*Request:*
Copy each of the following rows word for word, with no changes.

*Region labeling entries:*
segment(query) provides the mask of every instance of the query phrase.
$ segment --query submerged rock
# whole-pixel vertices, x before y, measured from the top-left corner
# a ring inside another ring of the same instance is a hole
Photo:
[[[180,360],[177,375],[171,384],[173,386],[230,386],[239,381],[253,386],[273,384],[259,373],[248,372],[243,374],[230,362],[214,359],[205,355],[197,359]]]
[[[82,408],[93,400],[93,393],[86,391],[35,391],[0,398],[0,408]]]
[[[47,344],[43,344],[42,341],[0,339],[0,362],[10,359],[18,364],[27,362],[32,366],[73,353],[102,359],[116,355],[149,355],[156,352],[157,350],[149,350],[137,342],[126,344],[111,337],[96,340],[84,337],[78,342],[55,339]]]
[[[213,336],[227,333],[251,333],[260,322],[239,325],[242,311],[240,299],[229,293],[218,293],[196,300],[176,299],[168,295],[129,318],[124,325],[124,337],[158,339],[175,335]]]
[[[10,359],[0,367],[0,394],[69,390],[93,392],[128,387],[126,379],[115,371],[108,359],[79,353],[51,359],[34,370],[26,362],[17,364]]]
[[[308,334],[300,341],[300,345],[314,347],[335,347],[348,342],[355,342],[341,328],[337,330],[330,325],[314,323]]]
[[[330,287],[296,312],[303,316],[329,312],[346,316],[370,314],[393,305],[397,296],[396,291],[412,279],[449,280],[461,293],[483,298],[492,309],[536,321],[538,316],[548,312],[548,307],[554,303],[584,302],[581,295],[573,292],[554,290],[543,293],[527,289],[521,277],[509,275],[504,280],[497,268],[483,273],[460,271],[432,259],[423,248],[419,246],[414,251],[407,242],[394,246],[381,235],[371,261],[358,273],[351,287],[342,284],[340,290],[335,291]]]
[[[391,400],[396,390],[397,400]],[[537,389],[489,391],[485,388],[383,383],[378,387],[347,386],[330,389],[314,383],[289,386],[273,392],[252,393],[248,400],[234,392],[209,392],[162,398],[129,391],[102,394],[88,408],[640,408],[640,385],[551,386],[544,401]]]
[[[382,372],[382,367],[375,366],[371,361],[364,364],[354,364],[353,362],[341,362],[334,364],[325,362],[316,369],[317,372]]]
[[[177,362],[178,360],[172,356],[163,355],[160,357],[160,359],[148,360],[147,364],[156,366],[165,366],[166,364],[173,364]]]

*Solution to this problem:*
segment(query) provides the mask of every instance of the query phrase.
$ segment --query submerged rock
# whole-pixel vertices, x before y, measured from the top-left corner
# a ring inside another ring of the same instance is a hole
Photo:
[[[180,360],[177,375],[171,384],[173,386],[230,386],[239,381],[253,386],[273,384],[259,373],[248,372],[243,374],[230,362],[214,359],[205,355],[197,359]]]
[[[82,408],[93,400],[93,393],[86,391],[35,391],[0,398],[0,408]]]
[[[47,344],[43,344],[42,341],[0,339],[0,362],[10,359],[18,364],[27,362],[32,366],[73,353],[102,359],[116,355],[149,355],[156,352],[157,350],[149,350],[137,342],[126,344],[111,337],[96,340],[84,337],[78,342],[55,339]]]
[[[213,336],[227,333],[251,333],[260,322],[239,325],[242,311],[240,299],[229,293],[218,293],[196,300],[176,299],[168,295],[129,318],[124,325],[124,337],[158,339],[175,335]]]
[[[10,359],[0,367],[0,394],[69,390],[93,392],[128,387],[126,379],[115,371],[108,359],[79,353],[51,359],[34,370],[26,362],[17,364]]]
[[[308,334],[300,341],[300,345],[314,347],[335,347],[348,342],[355,342],[341,328],[337,330],[330,325],[314,323]]]
[[[330,287],[296,312],[303,316],[329,312],[346,316],[370,314],[393,305],[397,296],[396,291],[412,279],[449,280],[461,293],[483,298],[492,309],[536,321],[538,316],[548,312],[548,307],[554,303],[584,302],[581,295],[573,292],[554,290],[543,293],[527,289],[521,277],[509,275],[504,280],[497,268],[483,273],[460,271],[432,259],[423,248],[419,246],[414,251],[407,242],[394,246],[381,235],[371,261],[358,273],[351,287],[342,284],[340,290],[335,291]]]
[[[391,400],[396,390],[397,400]],[[537,389],[489,391],[485,388],[383,383],[378,387],[347,386],[330,389],[314,383],[289,386],[273,392],[252,393],[248,400],[234,392],[209,392],[162,398],[129,391],[102,394],[88,408],[640,408],[640,385],[551,386],[544,401]]]
[[[382,372],[382,367],[375,366],[371,361],[364,364],[354,364],[353,362],[341,362],[334,364],[325,362],[316,369],[317,372]]]
[[[177,362],[178,360],[172,356],[163,355],[160,357],[160,359],[148,360],[147,364],[156,366],[165,366],[166,364],[173,364]]]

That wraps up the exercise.